start

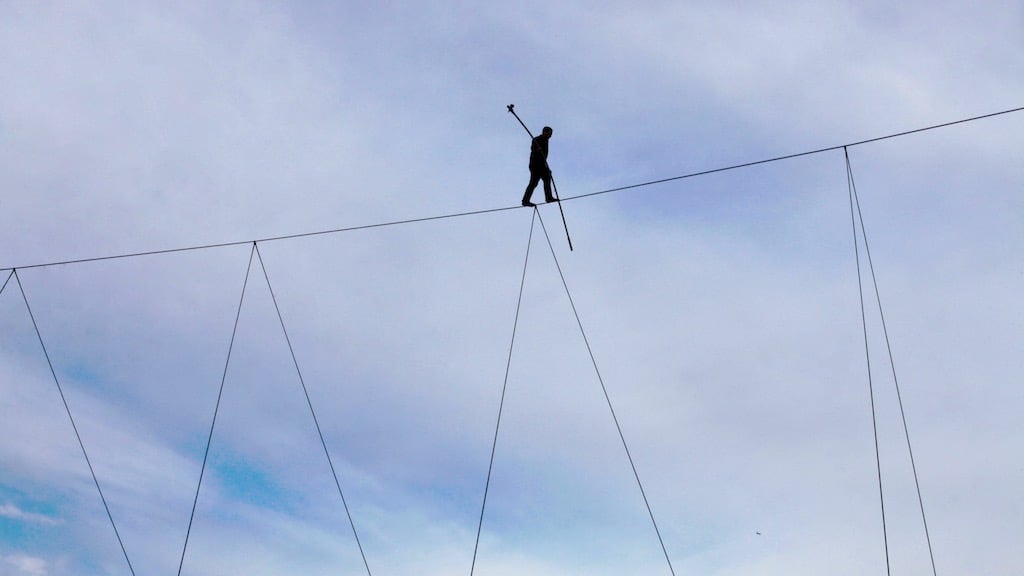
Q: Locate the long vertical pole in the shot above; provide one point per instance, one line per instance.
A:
(511, 109)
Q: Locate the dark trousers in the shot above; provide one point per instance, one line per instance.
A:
(535, 177)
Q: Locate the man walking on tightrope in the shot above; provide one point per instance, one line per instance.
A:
(539, 167)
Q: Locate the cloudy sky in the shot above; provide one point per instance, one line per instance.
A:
(722, 311)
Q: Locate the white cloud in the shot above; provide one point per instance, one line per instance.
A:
(20, 565)
(722, 311)
(11, 511)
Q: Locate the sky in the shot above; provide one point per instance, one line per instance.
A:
(722, 313)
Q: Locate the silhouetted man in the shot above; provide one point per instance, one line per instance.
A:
(539, 167)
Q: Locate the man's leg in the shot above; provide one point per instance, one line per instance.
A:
(548, 197)
(534, 179)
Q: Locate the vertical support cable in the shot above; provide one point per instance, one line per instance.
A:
(501, 405)
(892, 365)
(64, 399)
(305, 391)
(216, 408)
(6, 281)
(607, 399)
(867, 357)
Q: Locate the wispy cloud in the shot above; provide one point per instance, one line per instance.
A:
(11, 511)
(22, 565)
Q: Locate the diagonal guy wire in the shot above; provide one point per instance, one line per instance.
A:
(309, 402)
(216, 408)
(64, 399)
(501, 405)
(607, 399)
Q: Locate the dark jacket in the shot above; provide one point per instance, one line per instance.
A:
(539, 154)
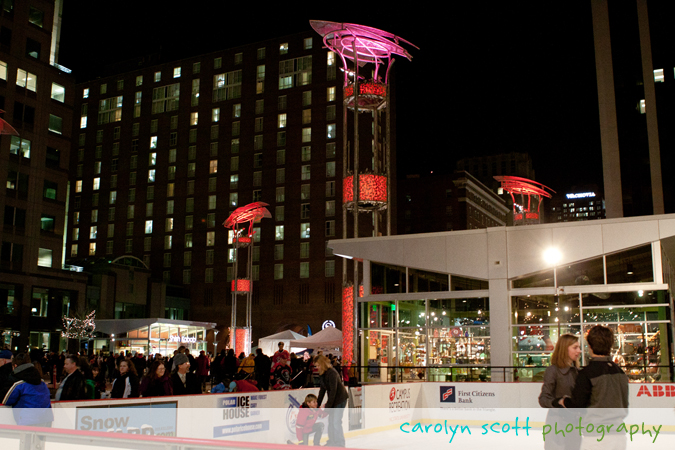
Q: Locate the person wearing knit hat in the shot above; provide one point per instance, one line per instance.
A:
(183, 381)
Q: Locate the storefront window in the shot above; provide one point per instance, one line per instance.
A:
(412, 313)
(545, 309)
(459, 345)
(412, 350)
(378, 315)
(459, 311)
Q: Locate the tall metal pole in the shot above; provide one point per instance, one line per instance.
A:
(356, 198)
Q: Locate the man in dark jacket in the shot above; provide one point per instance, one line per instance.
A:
(183, 381)
(263, 365)
(5, 367)
(27, 393)
(336, 403)
(73, 385)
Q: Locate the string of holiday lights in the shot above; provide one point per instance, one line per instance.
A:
(79, 328)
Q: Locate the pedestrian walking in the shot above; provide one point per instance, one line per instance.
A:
(336, 402)
(559, 380)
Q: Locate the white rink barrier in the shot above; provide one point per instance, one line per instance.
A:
(269, 416)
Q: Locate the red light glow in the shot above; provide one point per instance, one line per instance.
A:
(241, 339)
(372, 189)
(243, 285)
(367, 88)
(347, 325)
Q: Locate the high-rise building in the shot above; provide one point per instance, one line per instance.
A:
(164, 154)
(36, 290)
(580, 203)
(433, 203)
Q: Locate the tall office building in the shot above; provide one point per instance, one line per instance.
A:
(164, 154)
(37, 95)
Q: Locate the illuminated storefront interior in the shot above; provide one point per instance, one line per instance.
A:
(151, 336)
(485, 305)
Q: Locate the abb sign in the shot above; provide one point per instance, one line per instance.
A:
(657, 390)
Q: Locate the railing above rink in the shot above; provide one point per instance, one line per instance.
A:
(14, 437)
(486, 373)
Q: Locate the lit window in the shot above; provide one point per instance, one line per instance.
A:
(295, 72)
(227, 86)
(26, 79)
(44, 257)
(55, 124)
(58, 92)
(304, 230)
(331, 131)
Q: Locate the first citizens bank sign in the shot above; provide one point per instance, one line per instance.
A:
(450, 394)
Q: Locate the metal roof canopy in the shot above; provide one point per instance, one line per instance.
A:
(118, 326)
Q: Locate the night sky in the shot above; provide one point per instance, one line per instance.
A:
(489, 77)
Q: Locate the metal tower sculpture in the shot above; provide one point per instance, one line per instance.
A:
(524, 214)
(240, 339)
(363, 189)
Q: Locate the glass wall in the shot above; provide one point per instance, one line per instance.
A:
(414, 340)
(640, 321)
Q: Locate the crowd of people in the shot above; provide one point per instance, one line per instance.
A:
(75, 377)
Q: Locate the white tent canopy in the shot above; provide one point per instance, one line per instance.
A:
(328, 338)
(270, 344)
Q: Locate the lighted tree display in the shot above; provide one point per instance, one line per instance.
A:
(79, 327)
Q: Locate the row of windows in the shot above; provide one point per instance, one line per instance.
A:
(177, 71)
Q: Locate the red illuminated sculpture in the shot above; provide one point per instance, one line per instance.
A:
(526, 188)
(364, 189)
(253, 212)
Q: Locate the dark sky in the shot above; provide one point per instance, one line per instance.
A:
(489, 77)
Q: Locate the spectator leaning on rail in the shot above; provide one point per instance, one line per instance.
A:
(27, 393)
(73, 385)
(5, 366)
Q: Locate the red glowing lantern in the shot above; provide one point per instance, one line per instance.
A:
(243, 286)
(372, 189)
(241, 338)
(347, 325)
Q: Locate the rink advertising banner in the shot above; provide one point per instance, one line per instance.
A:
(158, 419)
(242, 414)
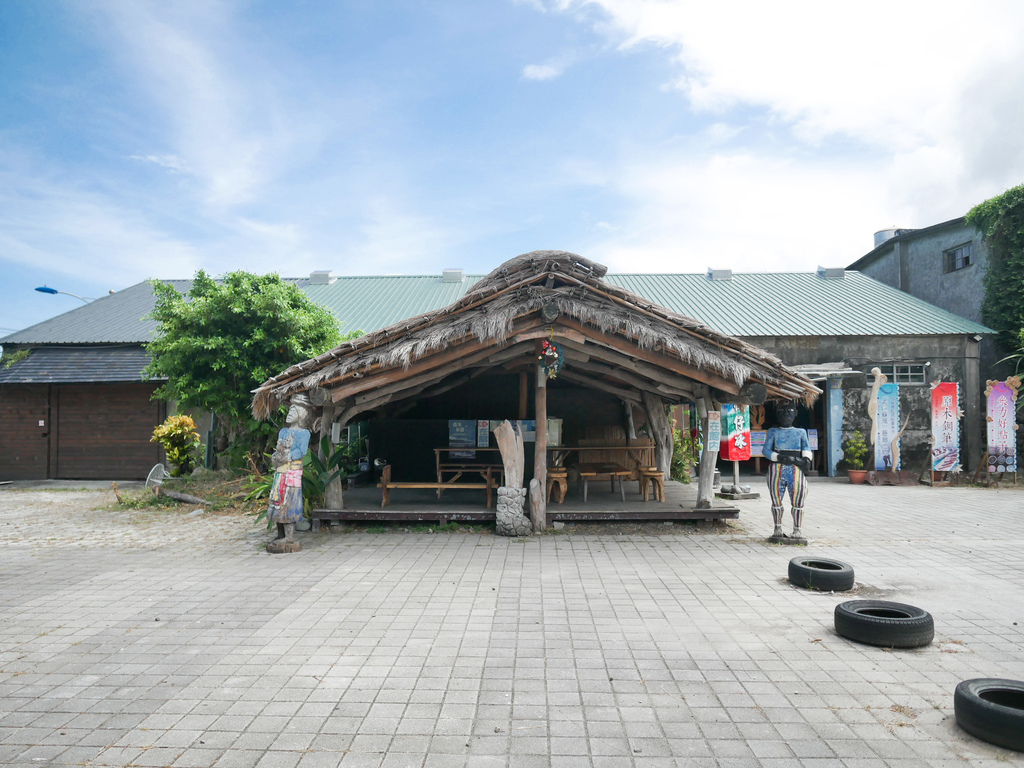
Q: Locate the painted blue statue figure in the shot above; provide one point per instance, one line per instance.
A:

end

**Given task**
Rewrite the items from the line with "Q: Locate the rink" through the end of the items, requests included, scaling every answer coordinate by 1.05 and rounding to whole numbers with halves rounded up. Omit the pictures.

**Result**
Q: Locate the rink advertising banner in the shot above; provide one point per instance, one line per instance.
A:
(166, 440)
(254, 435)
Q: Locate the painted blue statue figure in the shot above; provide one point per instance, one line per instance.
A:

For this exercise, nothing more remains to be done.